# TEXTAUSZUG
##########

Corona-Bußgeld

In diesem Fall ging es um ein Bußgeld nach der alten Verordnung aus Baden-Württemberg. Das Bußgeld fiel weg, da die Personen in einem Auto saßen, die entsprechende Personenbegrenzung aber nur für den öffentlichen Raum galt. Und ein Auto ist eben kein öffentlicher Raum.

Aber es wurde im Urteil auch etwas zur Wirksamkeit der alten Verordnung geschrieben:

Spätestens nach Neufassung des § 28a IfSG bestehen erhebliche verfassungsrechtliche Bedenken an der Verordnung. Denn durch die alte Verordnung wurde nicht nur die allgemeine Handlungsfreiheit eingeschränkt, sondern darüber hinaus auch Versammlungsfreiheit, Berufsausübungsfreiheit und Freizügigkeit. Und für eine derartige Verordnung lag keine hinreichende Ermächtigungsgrundlage (zu unkonkret, wie sich jetzt an der enumerativen Aufzählung in § 28a IfSG zeigt) vor. Es wurde gegen den Parlamentsvorbehalt (hier gibt es keine dynamische Ausgestaltung in „nichteiligen“ Fällen) und das Bestimmtheitsgebot verstoßen. Auch hätte vor Ort eine Gefährdungslage bestehen müssen. Gleiches gelte für Reiserückkehrer aus Risikogebieten, die allgemein eine Quarantäne-Auflage erhalten hätten. Die entsprechenden Vorschriften werden durch derartig pauschale Ausgestaltungen überdehnt. Und es ist keine Gefahrenabwehr (mangels konkreter Gefährdungslage), sondern eine Risikovorsorge gegeben.

##########

# DATENTEIL
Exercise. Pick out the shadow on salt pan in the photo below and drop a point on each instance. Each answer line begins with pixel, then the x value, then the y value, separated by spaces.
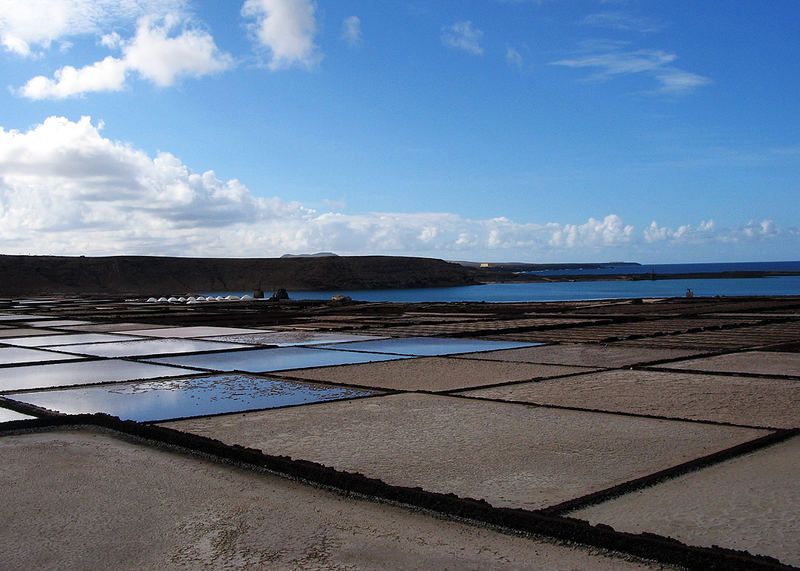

##########

# FRAGEN ZUM TEXT
A - Geben Sie den Inhalt des Textauszugs in zwei Sätzen wieder.
B - Welche Freiheiten schränkte die alte Verordnung laut dem Textauszug über die allgemeine Handlungsfreiheit hinaus ein?
Die Daten stehen in keinem Zusammenhang mit dem Textauszug.

# MUSTERLÖSUNGEN
A - Ein Bußgeld nach der alten Verordnung aus Baden-Württemberg entfiel, weil die betroffenen Personen in einem Auto saßen, die Personenbegrenzung aber nur für den öffentlichen Raum galt. Im Urteil wurden zudem erhebliche verfassungsrechtliche Bedenken an dieser Verordnung geäußert, da sie mehrere Freiheitsrechte einschränkte, ohne dass eine hinreichende Ermächtigungsgrundlage vorlag, und gegen den Parlamentsvorbehalt sowie das Bestimmtheitsgebot verstieß.

B - Die Versammlungsfreiheit, die Berufsausübungsfreiheit und die Freizügigkeit.